> _CHALLENGE_
Print all of the data exactly.

> _Data entries_
Start

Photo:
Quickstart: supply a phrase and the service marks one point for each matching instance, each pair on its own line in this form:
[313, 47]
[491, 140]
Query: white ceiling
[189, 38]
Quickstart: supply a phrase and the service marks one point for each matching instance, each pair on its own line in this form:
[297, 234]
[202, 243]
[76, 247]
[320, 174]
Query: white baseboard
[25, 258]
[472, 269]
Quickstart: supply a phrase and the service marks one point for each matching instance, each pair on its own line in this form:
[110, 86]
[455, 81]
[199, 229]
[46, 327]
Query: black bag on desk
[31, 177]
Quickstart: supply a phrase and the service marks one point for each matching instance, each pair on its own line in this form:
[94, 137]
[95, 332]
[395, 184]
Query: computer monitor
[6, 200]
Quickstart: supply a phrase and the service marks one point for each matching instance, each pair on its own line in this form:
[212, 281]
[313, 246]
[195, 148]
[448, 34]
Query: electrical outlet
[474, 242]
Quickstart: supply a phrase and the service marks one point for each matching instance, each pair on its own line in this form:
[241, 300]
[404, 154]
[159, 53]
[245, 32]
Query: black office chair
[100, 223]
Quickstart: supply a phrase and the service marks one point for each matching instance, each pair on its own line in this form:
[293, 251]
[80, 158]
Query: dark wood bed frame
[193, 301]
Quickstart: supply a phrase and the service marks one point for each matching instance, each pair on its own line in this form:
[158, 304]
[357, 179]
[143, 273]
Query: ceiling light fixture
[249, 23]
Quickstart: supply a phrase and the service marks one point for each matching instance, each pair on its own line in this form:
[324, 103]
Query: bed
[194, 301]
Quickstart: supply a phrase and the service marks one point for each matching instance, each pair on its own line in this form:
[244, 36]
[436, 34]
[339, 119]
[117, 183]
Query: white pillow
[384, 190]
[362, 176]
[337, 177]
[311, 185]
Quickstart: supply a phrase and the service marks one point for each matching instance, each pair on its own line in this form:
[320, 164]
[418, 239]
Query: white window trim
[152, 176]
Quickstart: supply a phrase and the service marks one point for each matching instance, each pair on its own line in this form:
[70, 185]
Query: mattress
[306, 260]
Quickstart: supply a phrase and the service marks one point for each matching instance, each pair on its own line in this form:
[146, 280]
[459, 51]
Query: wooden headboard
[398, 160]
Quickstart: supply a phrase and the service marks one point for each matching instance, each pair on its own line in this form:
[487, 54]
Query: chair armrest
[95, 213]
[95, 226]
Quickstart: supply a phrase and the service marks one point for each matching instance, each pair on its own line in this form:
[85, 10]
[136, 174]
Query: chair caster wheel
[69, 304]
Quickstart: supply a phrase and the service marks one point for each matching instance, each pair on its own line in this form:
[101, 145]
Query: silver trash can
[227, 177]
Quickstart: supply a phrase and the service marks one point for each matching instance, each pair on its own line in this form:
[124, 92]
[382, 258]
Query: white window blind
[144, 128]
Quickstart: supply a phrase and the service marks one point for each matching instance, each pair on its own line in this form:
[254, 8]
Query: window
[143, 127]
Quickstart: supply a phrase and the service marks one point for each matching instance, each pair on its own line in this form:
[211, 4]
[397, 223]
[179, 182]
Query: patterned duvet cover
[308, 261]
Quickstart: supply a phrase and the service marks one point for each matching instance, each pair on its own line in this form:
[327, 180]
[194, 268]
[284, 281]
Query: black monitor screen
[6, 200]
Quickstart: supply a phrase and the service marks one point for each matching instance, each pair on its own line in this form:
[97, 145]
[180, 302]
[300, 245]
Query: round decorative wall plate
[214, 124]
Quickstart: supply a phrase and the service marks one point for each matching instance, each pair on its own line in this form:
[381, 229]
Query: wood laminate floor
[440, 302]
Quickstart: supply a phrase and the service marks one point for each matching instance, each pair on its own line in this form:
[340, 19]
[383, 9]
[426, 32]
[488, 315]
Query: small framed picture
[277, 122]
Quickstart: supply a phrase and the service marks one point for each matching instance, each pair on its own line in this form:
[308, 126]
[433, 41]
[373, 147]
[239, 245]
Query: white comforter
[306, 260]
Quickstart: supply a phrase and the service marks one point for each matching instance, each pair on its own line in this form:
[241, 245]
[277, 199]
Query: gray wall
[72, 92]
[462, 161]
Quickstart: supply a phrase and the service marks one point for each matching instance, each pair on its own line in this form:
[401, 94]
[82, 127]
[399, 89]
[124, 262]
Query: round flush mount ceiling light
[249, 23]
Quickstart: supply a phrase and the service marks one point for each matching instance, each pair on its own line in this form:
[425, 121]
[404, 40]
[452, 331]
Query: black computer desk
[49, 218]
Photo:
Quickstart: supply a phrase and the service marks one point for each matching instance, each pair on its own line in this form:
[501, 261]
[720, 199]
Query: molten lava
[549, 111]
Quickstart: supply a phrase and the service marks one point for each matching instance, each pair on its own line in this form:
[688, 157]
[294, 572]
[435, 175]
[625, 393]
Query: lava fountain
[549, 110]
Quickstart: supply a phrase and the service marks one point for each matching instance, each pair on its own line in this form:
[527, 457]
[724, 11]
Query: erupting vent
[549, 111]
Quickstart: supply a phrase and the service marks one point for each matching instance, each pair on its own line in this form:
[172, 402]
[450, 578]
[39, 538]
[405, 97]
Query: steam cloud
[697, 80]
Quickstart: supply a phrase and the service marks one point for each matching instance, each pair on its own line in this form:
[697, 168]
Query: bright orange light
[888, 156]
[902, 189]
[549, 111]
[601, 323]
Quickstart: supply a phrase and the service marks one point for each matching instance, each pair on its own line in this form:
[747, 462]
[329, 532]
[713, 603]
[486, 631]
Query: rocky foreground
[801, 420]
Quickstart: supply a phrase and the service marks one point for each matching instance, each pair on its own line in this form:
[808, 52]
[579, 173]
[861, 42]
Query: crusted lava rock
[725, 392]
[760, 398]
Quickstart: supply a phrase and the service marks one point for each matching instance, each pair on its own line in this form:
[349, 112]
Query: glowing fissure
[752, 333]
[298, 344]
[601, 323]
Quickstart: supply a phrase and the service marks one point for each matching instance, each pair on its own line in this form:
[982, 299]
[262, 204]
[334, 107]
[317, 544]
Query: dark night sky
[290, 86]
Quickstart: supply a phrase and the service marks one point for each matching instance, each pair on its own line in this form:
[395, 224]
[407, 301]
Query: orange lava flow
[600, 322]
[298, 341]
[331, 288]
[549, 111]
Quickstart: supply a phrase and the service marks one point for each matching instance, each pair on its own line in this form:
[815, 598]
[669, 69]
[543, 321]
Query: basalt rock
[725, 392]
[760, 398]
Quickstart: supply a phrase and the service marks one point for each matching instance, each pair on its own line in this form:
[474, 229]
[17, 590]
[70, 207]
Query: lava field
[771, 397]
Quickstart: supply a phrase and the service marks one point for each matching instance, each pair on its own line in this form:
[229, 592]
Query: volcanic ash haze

End

> _EXERCISE RESPONSE_
Photo:
Quickstart: supply a phrase and the service marks one point for each matching instance, each pair on its own line in this form:
[313, 47]
[491, 140]
Query: white ceiling
[189, 38]
Quickstart: supply a phrase and the service marks one point for each matching instance, each pair on its own line in this form:
[297, 234]
[202, 243]
[76, 247]
[320, 174]
Query: white baseboard
[25, 258]
[472, 269]
Quickstart: supply a phrase and the service marks one point for each matching instance, each pair on its own line in this form:
[110, 86]
[455, 81]
[199, 229]
[46, 327]
Query: black bag on desk
[31, 177]
Quickstart: supply a phrase and the service marks one point for each matching instance, each pair on its own line in this form:
[94, 137]
[95, 332]
[395, 184]
Query: computer monitor
[6, 200]
Quickstart: supply a phrase and the service marks one point for each matching instance, each pair on its own line in this form:
[212, 281]
[313, 246]
[195, 148]
[448, 34]
Query: electrical outlet
[474, 242]
Quickstart: supply a phrase and the service marks one point for each matching instance, each pair on its own line in this form:
[241, 300]
[404, 154]
[159, 53]
[245, 32]
Query: black office chair
[100, 223]
Quickstart: supply a phrase and the service marks one point for each matching instance, each pair on its own line in this form:
[293, 251]
[80, 158]
Query: dark wood bed frame
[193, 301]
Quickstart: supply a phrase and the service marks one point for each matching instance, each pair on its own line in this form:
[158, 304]
[357, 179]
[143, 273]
Query: ceiling light fixture
[249, 23]
Quickstart: supply a phrase and the service marks one point for each matching instance, each pair on its own line in this form:
[324, 103]
Query: bed
[194, 301]
Quickstart: supply a phrase and the service marks one point for each matching instance, each pair on its own line in this form:
[244, 36]
[436, 34]
[339, 119]
[117, 183]
Query: white pillow
[384, 190]
[362, 176]
[337, 177]
[311, 185]
Quickstart: supply a phrase and the service marks one point for each matching instance, each pair on its own line in this form:
[320, 164]
[418, 239]
Query: white window trim
[152, 176]
Quickstart: supply a phrase and the service marks one point for each matching instance, each pair on its own line in this form:
[70, 185]
Query: mattress
[306, 260]
Quickstart: supply a phrase and the service marks one point for each matching instance, each pair on its own line in this form:
[146, 280]
[459, 51]
Query: wooden headboard
[398, 160]
Quickstart: supply a phrase and the service marks one point for each matching instance, each pair on its own line in this form:
[487, 54]
Query: chair armrest
[95, 213]
[95, 226]
Quickstart: supply a phrase and the service marks one point for each matching instance, each pair on its own line in this form:
[85, 10]
[136, 174]
Query: chair caster wheel
[69, 304]
Quickstart: supply a phrase and the service marks one point for each matching instance, each pair on its own line in this form:
[101, 145]
Query: silver trash can
[227, 177]
Quickstart: supply a phrase and the service marks one point for each matching instance, each pair on its own line in this form:
[124, 92]
[382, 258]
Query: white window blind
[144, 128]
Quickstart: supply a phrase and the service marks one point for each matching instance, each pair on its own line in this form:
[254, 8]
Query: window
[143, 127]
Quickstart: supply a phrase and the service marks one point for each matching instance, each pair on its own line in this form:
[211, 4]
[397, 223]
[179, 182]
Query: patterned duvet cover
[308, 261]
Quickstart: supply a phrase and the service marks one point for each matching instance, each pair on its own line in this form:
[327, 180]
[194, 268]
[284, 281]
Query: black monitor screen
[6, 200]
Quickstart: supply a phrase and the service marks one point for each matching instance, each pair on its own line in this form:
[97, 145]
[180, 302]
[300, 245]
Query: round decorative wall plate
[214, 124]
Quickstart: supply a phrase and the service marks one point for each matching instance, each pair on its own line in this form:
[381, 229]
Query: wood laminate floor
[440, 302]
Quickstart: supply a phrase and the service marks one point for each matching instance, each pair on its own line in this form:
[340, 19]
[383, 9]
[426, 32]
[488, 315]
Query: small framed picture
[277, 122]
Quickstart: supply a phrase and the service marks one point for each matching instance, each pair on its own line in this form:
[308, 126]
[433, 41]
[373, 147]
[239, 245]
Query: white comforter
[306, 260]
Quickstart: supply a phrase and the service marks one point for each matching instance, each pair on its own line in this form:
[241, 245]
[277, 199]
Query: gray wall
[72, 92]
[462, 161]
Quickstart: supply a phrase and the service marks one point for each matching instance, each pair on its own line in this form:
[401, 94]
[82, 127]
[399, 89]
[124, 262]
Query: round flush mount ceiling light
[249, 23]
Quickstart: supply a phrase and the service marks one point for each matching instance, each pair on its own line in this form:
[425, 121]
[404, 40]
[452, 331]
Query: black computer desk
[49, 218]
Photo:
Quickstart: supply a phrase and the service marks one point for each matching instance, each pair on its own line in this form:
[501, 261]
[720, 199]
Query: molten lava
[549, 111]
Quickstart: supply a phrase and the service marks one point for each matching instance, each pair on its own line in this form:
[688, 157]
[294, 572]
[435, 175]
[625, 393]
Query: lava fountain
[549, 110]
Quickstart: supply a phrase and the service marks one point for each matching instance, each pair on its own line in this form:
[527, 457]
[724, 11]
Query: erupting vent
[549, 111]
Quickstart: supply a phrase and the service marks one point for each matching instance, each pair on its own line in this form:
[172, 402]
[450, 578]
[39, 538]
[405, 97]
Query: steam cloud
[697, 80]
Quickstart: supply a phrase and the service marks one point for each matching instance, each pair on its own line in this form:
[697, 168]
Query: bright orange light
[888, 156]
[902, 189]
[549, 111]
[601, 323]
Quickstart: supply a phrase and the service marks one point for each matching instance, each pair on its own line in this form:
[747, 462]
[329, 532]
[713, 603]
[486, 631]
Query: rocky foreground
[801, 420]
Quickstart: supply a phrase and the service marks one point for each matching instance, each pair on its own line in this form:
[808, 52]
[579, 173]
[861, 42]
Query: crusted lava rock
[725, 392]
[760, 398]
Quickstart: supply a phrase and the service marks one point for each matching instance, each pair on its own line in this form:
[349, 112]
Query: glowing fissure
[752, 333]
[298, 344]
[601, 323]
Quickstart: supply a phrase and the service marks one point for each matching instance, each pair on its own line in this form:
[982, 299]
[262, 204]
[334, 107]
[317, 544]
Query: dark night sky
[290, 86]
Quickstart: supply a phrase and the service marks one point for each matching instance, each pair on its own line in this form:
[395, 224]
[407, 301]
Query: orange lava flow
[600, 322]
[298, 341]
[331, 288]
[549, 111]
Quickstart: supply a phrase and the service marks one point for each matching instance, each pair on its own line in this form:
[815, 598]
[669, 69]
[543, 321]
Query: basalt rock
[725, 392]
[760, 398]
Quickstart: supply a phrase and the service marks one point for each matching instance, each pair on its own line in this form:
[474, 229]
[17, 590]
[70, 207]
Query: lava field
[771, 397]
Quickstart: supply a phrase and the service marks one point for each matching instance, each pair on its own line in this form:
[229, 592]
Query: volcanic ash haze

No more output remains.